=== Page extract ===

PyCascades 2024

Personal notes on the presentations and lessons learned
workshops
openscience
python
Author

Sunny Hospital

Published

April 10, 2024

PyCascade 2024

Types? in Python

  • Typing concepts/categories
    • strongly vs weakly (“loosely”)
    • dynamically vs statically
    • Duck typing and use of dunder
  • Python best practices
    • Python likes protocols/strongly type (type hinting/duck typing)
    • Annotate it as concrete as possible
    • Declarative data Types
        def func() -> list:  
        def func() -> list[str]:
    • Permissive input types and strict return types
    • Use standard libraries
    • If you are creating for publishing for other people, more typed the better
    • But.. if it doesn’t work for you, don’t do it.

The Stories of the Infamous Bugs

From bugs, results and analysis of the bugs, we can learn so much and improve coding practices. The speaker presented 3 major bugs with corresponding results and reasons.

  • ESA Ariane5 explosion: Loss of over 300mil dollars and research time
    • Why: function reused from 4th project in the 5th project with assumption and without examination. Backup system failed to work.
    • Lesson : we use software package for multiple projects without examining requirements.

=== Source information ===

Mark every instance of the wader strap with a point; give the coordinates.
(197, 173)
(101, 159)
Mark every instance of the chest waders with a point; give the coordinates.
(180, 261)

===

- **Task A**
Rewrite the PyCascades 2024 notes, starting with "From bugs, results" and going on through "failed to work.", with "Backup" replaced by "Fallback".
- **Task B**
Extend the PyCascades 2024 notes beyond their final sentence, keeping the same format.

- **Your response A**
From bugs, results and analysis of the bugs, we can learn so much and improve coding practices. The speaker presented 3 major bugs with corresponding results and reasons.

  • ESA Ariane5 explosion: Loss of over 300mil dollars and research time
    • Why: function reused from 4th project in the 5th project with assumption and without examination. Fallback system failed to work.

- **Your response B**
  • AT&T Long distance: simple update right before release triggered malfunction remedy and kept being restarted
    • Why: “self healing” feature added without understanding the entire system and ramification
    • Lesson: (sunnys note) documentation is important for collaborators
  • Patrio sysstem failure: Ground to air missle to intercept in-coming missle failed and 28 killed and hundreds injured
    • Why: calculation of location failed due to not applying subroutine. Some error occurred but could not be replicated thus ignored.
    • Lesson: when encounter errors, don’t just ignore.
      find out what causes it. Test any edge case. Human intervention and supervision when needed.

Intro to Introspection

Talk was about the concept of introspection in python and functions to examine.
(sunny) It may be a good practice to write a set of important methods for introspection.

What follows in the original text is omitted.